Assignment: Each record must be retyped word for word.

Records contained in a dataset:
========

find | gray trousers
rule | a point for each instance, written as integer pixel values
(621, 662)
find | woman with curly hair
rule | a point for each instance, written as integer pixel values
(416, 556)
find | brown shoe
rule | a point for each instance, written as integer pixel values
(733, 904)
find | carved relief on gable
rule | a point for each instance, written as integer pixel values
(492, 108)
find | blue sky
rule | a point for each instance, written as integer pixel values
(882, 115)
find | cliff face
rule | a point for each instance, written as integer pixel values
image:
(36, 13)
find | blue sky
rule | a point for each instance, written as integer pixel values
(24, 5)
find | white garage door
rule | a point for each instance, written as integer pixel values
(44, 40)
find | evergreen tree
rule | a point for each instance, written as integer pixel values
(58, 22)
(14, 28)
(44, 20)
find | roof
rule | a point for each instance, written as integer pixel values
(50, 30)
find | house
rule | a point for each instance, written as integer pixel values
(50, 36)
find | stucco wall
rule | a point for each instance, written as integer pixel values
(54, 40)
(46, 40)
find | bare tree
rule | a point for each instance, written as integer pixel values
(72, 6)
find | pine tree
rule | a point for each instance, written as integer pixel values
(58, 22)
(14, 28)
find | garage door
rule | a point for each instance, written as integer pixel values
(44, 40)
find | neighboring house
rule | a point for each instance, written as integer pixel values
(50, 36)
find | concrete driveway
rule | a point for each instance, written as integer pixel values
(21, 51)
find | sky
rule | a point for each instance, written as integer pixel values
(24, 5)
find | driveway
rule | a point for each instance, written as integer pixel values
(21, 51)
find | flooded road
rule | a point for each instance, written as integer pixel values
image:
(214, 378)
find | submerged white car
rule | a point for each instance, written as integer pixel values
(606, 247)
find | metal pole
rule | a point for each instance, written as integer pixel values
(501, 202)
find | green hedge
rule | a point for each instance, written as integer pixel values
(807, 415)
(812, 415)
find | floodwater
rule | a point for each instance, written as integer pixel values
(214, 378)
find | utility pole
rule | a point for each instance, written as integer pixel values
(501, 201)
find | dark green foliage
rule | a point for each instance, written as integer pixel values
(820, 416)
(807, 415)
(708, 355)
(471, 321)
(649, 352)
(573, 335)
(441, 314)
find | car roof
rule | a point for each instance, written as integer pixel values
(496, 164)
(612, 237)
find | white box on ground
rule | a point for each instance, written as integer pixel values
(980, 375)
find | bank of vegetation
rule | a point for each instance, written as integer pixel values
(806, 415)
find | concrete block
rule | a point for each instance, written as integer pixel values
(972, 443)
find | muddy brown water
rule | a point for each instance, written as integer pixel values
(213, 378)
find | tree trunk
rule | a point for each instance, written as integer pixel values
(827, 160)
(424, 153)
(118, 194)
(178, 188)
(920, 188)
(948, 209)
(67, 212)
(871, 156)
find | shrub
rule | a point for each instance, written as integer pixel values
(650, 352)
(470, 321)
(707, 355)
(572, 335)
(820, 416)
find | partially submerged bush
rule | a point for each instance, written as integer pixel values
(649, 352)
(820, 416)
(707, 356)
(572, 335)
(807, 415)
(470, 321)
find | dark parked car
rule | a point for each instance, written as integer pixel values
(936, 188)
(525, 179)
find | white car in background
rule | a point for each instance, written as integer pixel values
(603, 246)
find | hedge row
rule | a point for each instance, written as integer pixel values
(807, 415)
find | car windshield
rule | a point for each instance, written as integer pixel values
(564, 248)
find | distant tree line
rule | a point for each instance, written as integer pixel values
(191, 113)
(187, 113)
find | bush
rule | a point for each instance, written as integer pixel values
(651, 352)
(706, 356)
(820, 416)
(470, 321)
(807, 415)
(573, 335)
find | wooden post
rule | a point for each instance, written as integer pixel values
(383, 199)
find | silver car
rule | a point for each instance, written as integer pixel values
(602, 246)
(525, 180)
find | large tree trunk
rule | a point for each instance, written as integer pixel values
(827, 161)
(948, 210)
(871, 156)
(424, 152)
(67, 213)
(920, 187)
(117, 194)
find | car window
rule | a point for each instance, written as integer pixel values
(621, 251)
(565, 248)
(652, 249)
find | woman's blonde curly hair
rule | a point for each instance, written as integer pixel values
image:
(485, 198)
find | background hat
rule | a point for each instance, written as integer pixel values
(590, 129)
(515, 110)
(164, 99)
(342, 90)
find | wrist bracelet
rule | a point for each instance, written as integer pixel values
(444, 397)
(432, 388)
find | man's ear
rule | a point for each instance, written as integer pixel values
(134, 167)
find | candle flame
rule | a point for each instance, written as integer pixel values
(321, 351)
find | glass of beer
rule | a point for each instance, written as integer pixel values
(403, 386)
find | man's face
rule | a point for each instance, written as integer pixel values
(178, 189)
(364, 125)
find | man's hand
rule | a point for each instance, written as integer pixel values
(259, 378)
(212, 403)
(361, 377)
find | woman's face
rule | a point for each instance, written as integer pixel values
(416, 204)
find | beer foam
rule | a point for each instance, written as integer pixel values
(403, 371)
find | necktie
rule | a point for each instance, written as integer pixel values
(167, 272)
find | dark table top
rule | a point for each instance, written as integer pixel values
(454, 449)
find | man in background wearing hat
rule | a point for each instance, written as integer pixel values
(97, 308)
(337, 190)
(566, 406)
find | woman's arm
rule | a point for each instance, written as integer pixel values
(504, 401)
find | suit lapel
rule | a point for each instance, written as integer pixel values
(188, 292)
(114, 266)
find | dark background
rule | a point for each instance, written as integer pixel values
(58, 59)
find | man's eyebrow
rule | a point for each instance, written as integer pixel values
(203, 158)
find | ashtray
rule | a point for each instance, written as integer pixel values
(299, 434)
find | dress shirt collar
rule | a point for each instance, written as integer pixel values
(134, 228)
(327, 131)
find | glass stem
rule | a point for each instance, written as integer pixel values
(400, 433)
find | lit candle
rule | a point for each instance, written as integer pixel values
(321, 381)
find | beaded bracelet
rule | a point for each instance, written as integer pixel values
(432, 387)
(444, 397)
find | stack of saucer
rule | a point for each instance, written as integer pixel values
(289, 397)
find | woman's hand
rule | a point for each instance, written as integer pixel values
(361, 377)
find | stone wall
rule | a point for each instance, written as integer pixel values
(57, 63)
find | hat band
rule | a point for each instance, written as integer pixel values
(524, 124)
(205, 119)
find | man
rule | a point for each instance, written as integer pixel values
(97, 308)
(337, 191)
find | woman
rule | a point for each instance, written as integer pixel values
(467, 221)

========

Solution to this task:
find | gray trousers
rule | a point for each instance, written as integer pixel values
(621, 662)
find | woman with curly hair
rule | a point for each instance, written as integer pixel values
(416, 556)
find | brown shoe
rule | a point for each instance, written as integer pixel values
(733, 904)
find | carved relief on gable
rule | a point for each instance, written as integer pixel values
(492, 108)
find | blue sky
rule | a point for each instance, written as integer pixel values
(882, 115)
find | cliff face
rule | a point for each instance, written as integer pixel values
image:
(36, 13)
find | blue sky
rule | a point for each instance, written as integer pixel values
(24, 5)
find | white garage door
rule | a point for each instance, written as integer pixel values
(44, 40)
find | evergreen tree
rule | a point for each instance, written as integer pixel values
(58, 22)
(14, 28)
(44, 20)
find | roof
rule | a point for each instance, written as integer pixel values
(50, 30)
find | house
rule | a point for each instance, written as integer pixel values
(50, 36)
find | stucco wall
rule | a point for each instance, written as integer pixel values
(54, 40)
(46, 40)
find | bare tree
rule | a point for each instance, written as integer pixel values
(72, 6)
find | pine tree
rule | a point for each instance, written as integer pixel values
(58, 22)
(14, 28)
find | garage door
rule | a point for each instance, written as integer pixel values
(44, 40)
find | neighboring house
rule | a point for each instance, written as integer pixel values
(50, 36)
find | concrete driveway
rule | a point for each instance, written as integer pixel values
(21, 51)
find | sky
rule | a point for each instance, written as integer pixel values
(24, 5)
find | driveway
rule | a point for each instance, written as integer pixel values
(21, 51)
find | flooded road
rule | a point for each instance, written as integer pixel values
image:
(214, 378)
find | submerged white car
rule | a point for each instance, written as integer pixel values
(606, 247)
find | metal pole
rule | a point for each instance, written as integer pixel values
(501, 202)
find | green hedge
rule | a point for each instance, written as integer pixel values
(807, 415)
(812, 415)
find | floodwater
rule | a point for each instance, written as integer pixel values
(214, 378)
find | utility pole
rule | a point for each instance, written as integer pixel values
(501, 201)
find | dark green foliage
rule | a point for each instance, written as integer pixel values
(820, 416)
(807, 415)
(708, 355)
(471, 321)
(649, 352)
(573, 335)
(441, 314)
find | car roof
rule | a point for each instance, written as integer pixel values
(496, 164)
(612, 237)
find | white box on ground
rule | a point for each instance, written as integer pixel values
(980, 375)
find | bank of vegetation
rule | a point for each instance, written as integer pixel values
(806, 415)
find | concrete block
rule | a point for each instance, written as integer pixel values
(972, 443)
find | muddy brown water
rule | a point for each instance, written as integer pixel values
(213, 378)
find | tree trunk
rule | a point for each instance, written as integer pixel values
(827, 160)
(424, 153)
(118, 194)
(178, 188)
(920, 188)
(948, 209)
(67, 212)
(871, 156)
find | shrub
rule | a point for each instance, written as integer pixel values
(650, 352)
(470, 321)
(707, 355)
(572, 335)
(820, 416)
find | partially submerged bush
rule | a point for each instance, written as integer pixel values
(649, 352)
(820, 416)
(707, 356)
(572, 335)
(807, 415)
(470, 321)
find | dark parked car
rule | a point for each instance, written as integer pixel values
(936, 188)
(525, 179)
find | white car in background
rule | a point for each instance, written as integer pixel values
(603, 246)
find | hedge row
rule | a point for each instance, written as integer pixel values
(807, 415)
find | car windshield
rule | a point for each instance, written as integer pixel values
(564, 248)
find | distant tree line
rule | a point for each instance, written as integer pixel values
(191, 113)
(187, 113)
find | bush
rule | a point for each instance, written as integer pixel values
(651, 352)
(706, 356)
(820, 416)
(470, 321)
(807, 415)
(573, 335)
find | wooden post
rule | a point for each instance, written as integer pixel values
(383, 199)
find | silver car
rule | a point for each instance, written as integer pixel values
(602, 246)
(525, 180)
find | large tree trunk
rule | a point for each instance, written as integer pixel values
(827, 161)
(948, 210)
(871, 156)
(424, 152)
(67, 213)
(920, 187)
(117, 194)
find | car window
rule | a point for each instance, written as integer pixel values
(621, 251)
(565, 248)
(652, 249)
find | woman's blonde curly hair
rule | a point for each instance, written as integer pixel values
image:
(485, 198)
find | background hat
rule | a point for each instance, written as integer pixel values
(590, 129)
(515, 110)
(164, 99)
(342, 90)
find | wrist bracelet
rule | a point for each instance, written as integer pixel values
(444, 397)
(432, 388)
find | man's ear
rule | a point for each instance, written as integer pixel values
(134, 167)
find | candle flame
rule | a point for each instance, written as integer pixel values
(321, 351)
find | glass of beer
rule | a point for each instance, written as integer pixel values
(403, 386)
find | man's face
rule | a point for each instance, written as integer pixel values
(178, 189)
(364, 125)
find | man's hand
rule | a point for each instance, written as integer pixel values
(259, 378)
(212, 403)
(361, 377)
find | woman's face
rule | a point for each instance, written as integer pixel values
(416, 204)
find | beer foam
rule | a point for each instance, written as integer pixel values
(403, 371)
find | necktie
rule | a point for each instance, written as integer pixel values
(167, 272)
find | dark table top
rule | a point for each instance, written as integer pixel values
(454, 449)
find | man in background wearing hat
rule | a point for each instance, written as integer pixel values
(97, 308)
(337, 190)
(566, 406)
find | woman's arm
rule | a point for each instance, written as integer pixel values
(504, 401)
find | suit lapel
rule | a point for each instance, written as integer pixel values
(188, 292)
(114, 266)
find | dark background
rule | a point for each instance, written as integer pixel values
(58, 59)
find | man's eyebrow
rule | a point for each instance, written as integer pixel values
(203, 158)
find | ashtray
rule | a point for each instance, written as integer pixel values
(299, 434)
find | dress shirt collar
rule | a point for each instance, written as integer pixel values
(134, 228)
(327, 131)
find | glass stem
rule | a point for each instance, written as integer pixel values
(400, 433)
find | lit candle
rule | a point for each instance, written as integer pixel values
(321, 381)
find | beaded bracelet
rule | a point for each instance, written as integer pixel values
(432, 387)
(444, 397)
find | stack of saucer
rule | a point for each instance, written as integer pixel values
(289, 397)
find | woman's hand
rule | a point for each instance, written as integer pixel values
(361, 377)
find | stone wall
rule | a point for each instance, written as integer pixel values
(57, 63)
find | hat band
rule | a point for each instance, written as integer pixel values
(524, 124)
(205, 119)
find | man
rule | a point for each instance, written as integer pixel values
(97, 308)
(337, 191)
find | woman
rule | a point for each instance, written as integer pixel values
(467, 221)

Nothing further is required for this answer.